# [Text to read]
┌────────
# Using a Gaggia with pre-ground coffee



## Quantumturbo

I got excited and placed an order for a Gaggia Classic. Then someone on Facebook said I should cancel and spend less on a espresso machine and more on a grinder.

Is he right to say if I'm not prepared to spend at least the same amount i.e. £400 on a grinder then I'm wasting my money?

I might spend £150 on a grinder. Or is there any pre-ground coffee I can get that would be acceptable? I'm not looking for perfection. I'm not in that league.

Why would you need to constantly change your grind settings as he suggested?

Shall I cancel the Classic and get a Bressa?

He's sort of put me off the whole idea... Maybe I'll stick with my aeropress and bought ground coffee. I was just looking for a bit of an upgrade and nice crema.


----------



## Deegee

Yes, you can make an espresso using a Gaggia Classic and pre-ground coffee - the machine comes pre fitted with a pressurised basket that is made just to use off the shelf pre-ground coffee, it won't be quite as good as it could be and that's what your friend on FB is saying, freshly ground coffee under 20mins old makes a much nicer espresso and Gaggia also supply the baskets for doing that with the new machine. However even using ready ground coffee will allow you to make coffee much better than Costa etc.

Be prepared to buy a Grinder if and when you've mastered the art using pre-ground, keep an eye out on the For Sale section here and you'll probably find a decent second hand grinder when you're ready. HTH.
└────────
# [Information supplied]
┌────────
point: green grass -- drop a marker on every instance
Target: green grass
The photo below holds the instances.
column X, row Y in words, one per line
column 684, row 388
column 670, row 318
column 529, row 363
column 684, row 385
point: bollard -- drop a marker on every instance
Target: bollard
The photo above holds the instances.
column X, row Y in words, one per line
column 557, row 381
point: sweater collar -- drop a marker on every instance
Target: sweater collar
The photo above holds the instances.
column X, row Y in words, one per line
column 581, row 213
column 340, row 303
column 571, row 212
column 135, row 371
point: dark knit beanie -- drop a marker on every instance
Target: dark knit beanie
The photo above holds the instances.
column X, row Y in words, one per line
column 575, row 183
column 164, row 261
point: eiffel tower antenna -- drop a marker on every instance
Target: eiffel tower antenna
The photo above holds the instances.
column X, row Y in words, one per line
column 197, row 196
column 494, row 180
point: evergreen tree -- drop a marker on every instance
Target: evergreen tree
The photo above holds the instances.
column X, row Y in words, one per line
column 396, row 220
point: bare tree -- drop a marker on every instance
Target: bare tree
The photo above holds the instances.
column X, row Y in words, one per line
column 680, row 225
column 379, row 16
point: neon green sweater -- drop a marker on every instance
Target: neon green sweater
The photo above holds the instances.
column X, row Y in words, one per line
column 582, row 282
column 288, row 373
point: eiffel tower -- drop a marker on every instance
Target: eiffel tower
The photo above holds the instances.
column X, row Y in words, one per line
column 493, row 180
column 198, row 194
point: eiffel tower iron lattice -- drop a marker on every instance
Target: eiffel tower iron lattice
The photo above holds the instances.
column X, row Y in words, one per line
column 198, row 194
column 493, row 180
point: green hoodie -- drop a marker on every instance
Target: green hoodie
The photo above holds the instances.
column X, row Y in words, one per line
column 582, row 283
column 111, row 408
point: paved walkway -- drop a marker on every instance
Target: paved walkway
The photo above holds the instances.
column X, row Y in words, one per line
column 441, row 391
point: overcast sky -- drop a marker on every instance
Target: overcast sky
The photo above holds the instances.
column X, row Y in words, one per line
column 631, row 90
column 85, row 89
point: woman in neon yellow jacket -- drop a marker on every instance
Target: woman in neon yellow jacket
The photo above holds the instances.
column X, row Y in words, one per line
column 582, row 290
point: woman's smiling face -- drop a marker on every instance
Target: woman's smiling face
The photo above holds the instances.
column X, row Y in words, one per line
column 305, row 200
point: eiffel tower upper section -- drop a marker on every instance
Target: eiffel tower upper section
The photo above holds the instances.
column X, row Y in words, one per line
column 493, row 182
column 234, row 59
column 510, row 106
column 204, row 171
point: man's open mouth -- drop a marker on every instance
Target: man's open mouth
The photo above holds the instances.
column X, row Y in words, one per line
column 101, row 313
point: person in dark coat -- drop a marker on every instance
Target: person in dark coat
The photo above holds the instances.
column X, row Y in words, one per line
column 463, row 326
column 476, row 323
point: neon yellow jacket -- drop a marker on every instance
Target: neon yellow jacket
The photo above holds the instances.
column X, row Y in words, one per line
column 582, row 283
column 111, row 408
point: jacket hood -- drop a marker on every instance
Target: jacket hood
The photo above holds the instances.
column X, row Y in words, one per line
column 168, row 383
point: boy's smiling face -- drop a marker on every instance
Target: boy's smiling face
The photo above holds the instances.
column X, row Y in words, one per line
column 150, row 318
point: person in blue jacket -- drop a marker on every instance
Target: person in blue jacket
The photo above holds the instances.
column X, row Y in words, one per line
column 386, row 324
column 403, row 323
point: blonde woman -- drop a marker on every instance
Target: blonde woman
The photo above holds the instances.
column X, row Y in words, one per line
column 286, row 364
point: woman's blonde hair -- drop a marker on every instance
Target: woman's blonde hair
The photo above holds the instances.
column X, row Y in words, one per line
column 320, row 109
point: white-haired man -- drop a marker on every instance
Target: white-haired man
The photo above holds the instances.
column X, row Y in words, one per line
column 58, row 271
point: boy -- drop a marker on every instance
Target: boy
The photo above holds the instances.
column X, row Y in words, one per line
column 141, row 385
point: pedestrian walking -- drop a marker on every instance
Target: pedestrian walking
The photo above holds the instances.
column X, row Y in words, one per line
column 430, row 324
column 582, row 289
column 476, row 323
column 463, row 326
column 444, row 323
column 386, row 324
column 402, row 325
└────────
# [What is expected]
Extend the forum thread above about using a Gaggia Classic with pre-ground coffee, starting right after its last sentence.

# [Reply to the task]
----------



## Quantumturbo

Deegee said:


> Yes, you can make an espresso using a Gaggia Classic and pre-ground coffee - the machine comes pre fitted with a pressurised basket that is made just to use off the shelf pre-ground coffee, it won't be quite as good as it could be and that's what your friend on FB is saying, freshly ground coffee under 20mins old makes a much nicer espresso and Gaggia also supply the baskets for doing that with the new machine. However even using ready ground coffee will allow you to make coffee much better than Costa etc.
> 
> Be prepared to buy a Grinder if and when you've mastered the art using pre-ground, keep an eye out on the For Sale section here and you'll probably find a decent second hand grinder when you're ready. HTH.


 Thanks. I thought so. I am not yet into perfection but want to be able to make an espresso. I've used cheap £100 delonghi machine with supermarket pre-ground and was told basically the Gaggia won't make a better one unless I buy an expensive grinder to go with it. And further to that I should spend my money on the grinder and buy a cheapish espresso.

What I don't get is why you need to keep adjusting the grind. Surely one finds a bean and then grinds it to your liking and that's that?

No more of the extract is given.